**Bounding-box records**
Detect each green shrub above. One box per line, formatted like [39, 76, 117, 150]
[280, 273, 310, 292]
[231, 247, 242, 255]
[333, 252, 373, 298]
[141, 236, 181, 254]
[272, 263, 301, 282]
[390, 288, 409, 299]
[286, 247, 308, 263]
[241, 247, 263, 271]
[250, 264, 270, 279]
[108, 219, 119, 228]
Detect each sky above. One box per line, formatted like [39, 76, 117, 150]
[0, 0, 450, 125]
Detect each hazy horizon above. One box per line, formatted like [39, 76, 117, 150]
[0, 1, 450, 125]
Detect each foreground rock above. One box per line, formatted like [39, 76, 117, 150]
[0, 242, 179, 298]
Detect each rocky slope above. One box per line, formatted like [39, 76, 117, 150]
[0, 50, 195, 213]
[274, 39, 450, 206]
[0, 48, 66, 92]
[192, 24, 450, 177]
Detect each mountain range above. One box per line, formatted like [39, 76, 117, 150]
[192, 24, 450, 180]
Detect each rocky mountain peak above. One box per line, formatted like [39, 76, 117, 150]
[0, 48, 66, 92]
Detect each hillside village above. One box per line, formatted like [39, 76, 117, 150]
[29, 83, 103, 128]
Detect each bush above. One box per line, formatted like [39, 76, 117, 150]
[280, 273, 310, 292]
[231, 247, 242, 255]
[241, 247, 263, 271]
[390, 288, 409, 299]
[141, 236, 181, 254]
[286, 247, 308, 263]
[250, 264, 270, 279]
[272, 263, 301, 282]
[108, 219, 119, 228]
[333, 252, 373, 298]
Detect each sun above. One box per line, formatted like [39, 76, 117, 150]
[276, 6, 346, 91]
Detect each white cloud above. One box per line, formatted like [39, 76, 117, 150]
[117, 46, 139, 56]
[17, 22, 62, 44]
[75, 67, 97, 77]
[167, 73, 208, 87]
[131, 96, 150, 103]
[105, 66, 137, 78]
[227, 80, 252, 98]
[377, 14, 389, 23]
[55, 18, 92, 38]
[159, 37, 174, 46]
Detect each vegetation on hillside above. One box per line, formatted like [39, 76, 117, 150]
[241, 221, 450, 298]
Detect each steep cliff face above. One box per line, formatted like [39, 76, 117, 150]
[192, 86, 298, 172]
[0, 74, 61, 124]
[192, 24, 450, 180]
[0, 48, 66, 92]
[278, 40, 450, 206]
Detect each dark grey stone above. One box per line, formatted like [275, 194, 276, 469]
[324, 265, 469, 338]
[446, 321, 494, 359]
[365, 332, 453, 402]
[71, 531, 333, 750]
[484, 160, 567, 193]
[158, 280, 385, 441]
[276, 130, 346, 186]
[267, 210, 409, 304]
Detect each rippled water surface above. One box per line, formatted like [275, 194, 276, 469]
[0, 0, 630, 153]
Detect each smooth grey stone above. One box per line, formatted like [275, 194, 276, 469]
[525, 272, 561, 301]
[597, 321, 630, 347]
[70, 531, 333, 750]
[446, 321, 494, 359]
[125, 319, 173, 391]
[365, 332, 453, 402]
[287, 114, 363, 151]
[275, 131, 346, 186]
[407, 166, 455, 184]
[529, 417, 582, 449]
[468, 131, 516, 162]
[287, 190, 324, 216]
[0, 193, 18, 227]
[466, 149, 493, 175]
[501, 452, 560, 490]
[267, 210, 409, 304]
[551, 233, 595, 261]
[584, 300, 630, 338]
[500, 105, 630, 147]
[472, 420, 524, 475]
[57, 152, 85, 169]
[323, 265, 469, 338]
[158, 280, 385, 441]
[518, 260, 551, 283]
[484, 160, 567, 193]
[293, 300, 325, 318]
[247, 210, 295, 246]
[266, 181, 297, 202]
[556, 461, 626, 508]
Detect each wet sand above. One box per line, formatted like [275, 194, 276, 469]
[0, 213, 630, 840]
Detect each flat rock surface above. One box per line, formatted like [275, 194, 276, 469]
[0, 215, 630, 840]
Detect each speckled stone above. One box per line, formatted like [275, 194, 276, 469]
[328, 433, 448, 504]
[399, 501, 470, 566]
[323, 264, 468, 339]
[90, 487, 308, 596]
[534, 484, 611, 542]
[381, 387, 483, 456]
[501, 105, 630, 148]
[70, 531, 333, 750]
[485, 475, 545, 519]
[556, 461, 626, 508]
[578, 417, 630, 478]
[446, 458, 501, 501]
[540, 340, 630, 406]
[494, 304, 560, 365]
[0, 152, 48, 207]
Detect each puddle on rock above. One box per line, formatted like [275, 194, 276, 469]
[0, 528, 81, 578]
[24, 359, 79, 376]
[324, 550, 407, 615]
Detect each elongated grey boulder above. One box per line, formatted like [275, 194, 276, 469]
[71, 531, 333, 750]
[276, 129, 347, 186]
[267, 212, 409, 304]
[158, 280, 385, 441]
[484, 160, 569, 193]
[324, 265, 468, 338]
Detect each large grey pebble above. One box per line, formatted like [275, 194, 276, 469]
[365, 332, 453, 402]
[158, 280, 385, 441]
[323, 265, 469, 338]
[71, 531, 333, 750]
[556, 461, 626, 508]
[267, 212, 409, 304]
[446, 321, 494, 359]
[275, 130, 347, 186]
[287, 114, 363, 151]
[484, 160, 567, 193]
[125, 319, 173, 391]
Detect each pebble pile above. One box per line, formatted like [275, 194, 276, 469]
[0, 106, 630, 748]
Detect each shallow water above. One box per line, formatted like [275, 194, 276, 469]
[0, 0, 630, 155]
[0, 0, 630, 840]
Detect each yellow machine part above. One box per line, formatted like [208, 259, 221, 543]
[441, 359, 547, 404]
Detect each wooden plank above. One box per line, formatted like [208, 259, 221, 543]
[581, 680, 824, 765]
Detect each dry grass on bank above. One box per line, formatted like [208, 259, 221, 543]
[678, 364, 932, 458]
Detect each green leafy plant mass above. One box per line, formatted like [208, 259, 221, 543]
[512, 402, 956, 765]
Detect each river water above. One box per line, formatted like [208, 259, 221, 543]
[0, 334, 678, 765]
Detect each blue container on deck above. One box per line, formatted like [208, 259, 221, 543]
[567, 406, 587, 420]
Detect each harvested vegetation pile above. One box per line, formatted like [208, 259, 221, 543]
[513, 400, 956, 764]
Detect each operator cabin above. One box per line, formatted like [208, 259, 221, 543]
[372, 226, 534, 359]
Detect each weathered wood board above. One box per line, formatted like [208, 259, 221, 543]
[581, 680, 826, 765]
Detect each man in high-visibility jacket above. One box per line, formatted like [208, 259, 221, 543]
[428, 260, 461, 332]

**Goal of the exercise**
Write out the stretch from the line that contains "Detect each elongated" through the line that contains "[441, 359, 547, 404]", shifting every box coordinate in the answers by adding 84. Leave the bracketed numbers after "formatted like" unchanged.

**Result of this task**
Detect each elongated grey boulder above. One box per line, formatted like [275, 194, 276, 469]
[155, 615, 417, 834]
[360, 213, 431, 270]
[351, 296, 493, 388]
[242, 364, 469, 525]
[568, 244, 653, 277]
[408, 349, 552, 422]
Detect each large grey pebble above. One box per line, formatted like [275, 194, 276, 469]
[449, 416, 537, 486]
[242, 364, 469, 525]
[407, 349, 553, 422]
[155, 615, 417, 834]
[640, 545, 710, 592]
[351, 296, 493, 388]
[530, 405, 578, 443]
[359, 214, 431, 270]
[371, 198, 447, 235]
[568, 244, 651, 277]
[209, 403, 257, 475]
Detect each pebble pile above. One box per line, formatted like [275, 194, 276, 469]
[84, 190, 714, 832]
Detect each shallow water above. One box per line, formatted like [275, 194, 276, 469]
[84, 84, 714, 239]
[84, 84, 714, 924]
Detect each yellow machine part above. One box per line, formatted like [208, 259, 221, 543]
[525, 443, 631, 488]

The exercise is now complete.